§ **Do this**:
Copy the items below, replacing "Note to the class" with "Reminder for the group" wherever it appears and keeping everything else the same. Omit the pictures from your copy.

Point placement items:
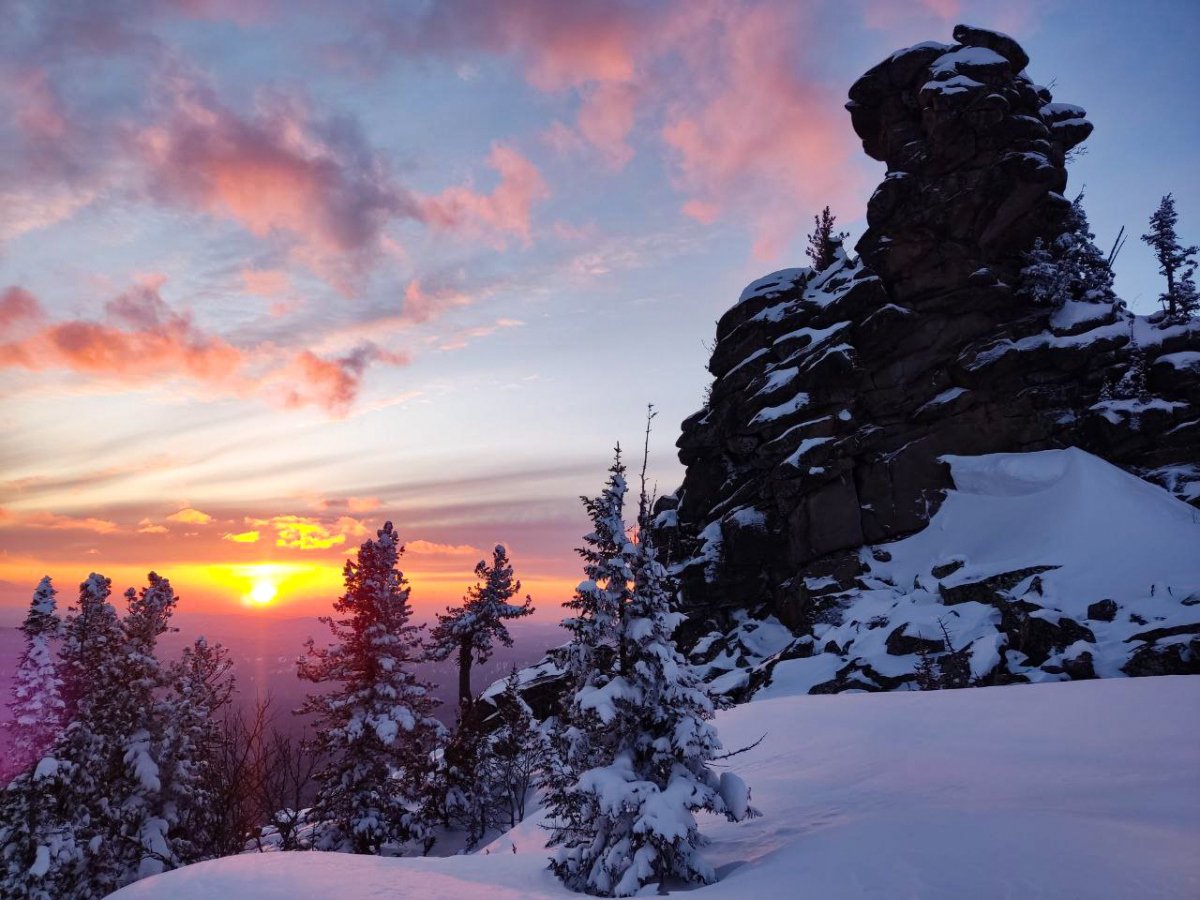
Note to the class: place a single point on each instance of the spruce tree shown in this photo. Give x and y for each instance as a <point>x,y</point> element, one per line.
<point>469,630</point>
<point>55,839</point>
<point>591,665</point>
<point>823,241</point>
<point>516,754</point>
<point>1069,267</point>
<point>201,685</point>
<point>1175,262</point>
<point>376,724</point>
<point>37,706</point>
<point>623,811</point>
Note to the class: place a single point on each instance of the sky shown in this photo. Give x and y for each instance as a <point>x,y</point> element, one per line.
<point>273,273</point>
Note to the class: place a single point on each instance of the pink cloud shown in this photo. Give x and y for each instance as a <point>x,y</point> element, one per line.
<point>265,282</point>
<point>606,119</point>
<point>423,547</point>
<point>142,340</point>
<point>891,13</point>
<point>753,137</point>
<point>505,211</point>
<point>279,171</point>
<point>53,521</point>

§ **Response below**:
Reminder for the group: place a single point on each instance of the spruce tree shown in this photo. Give x and y for each instance as a <point>x,y</point> element, one per line.
<point>469,630</point>
<point>55,839</point>
<point>591,665</point>
<point>823,241</point>
<point>516,754</point>
<point>1069,267</point>
<point>201,685</point>
<point>1175,262</point>
<point>376,724</point>
<point>37,706</point>
<point>623,811</point>
Reminder for the group: place a single point on each instance of the sky shown in this photo. Give x and y for each instance as a <point>x,y</point> element, one per line.
<point>273,273</point>
Reminder for the group: place a single point on each instance of the pink cloud shown in this photo. Give x and y for each instance as a <point>x,y</point> element, one per line.
<point>265,282</point>
<point>606,119</point>
<point>423,547</point>
<point>142,340</point>
<point>891,13</point>
<point>753,137</point>
<point>505,211</point>
<point>279,171</point>
<point>53,521</point>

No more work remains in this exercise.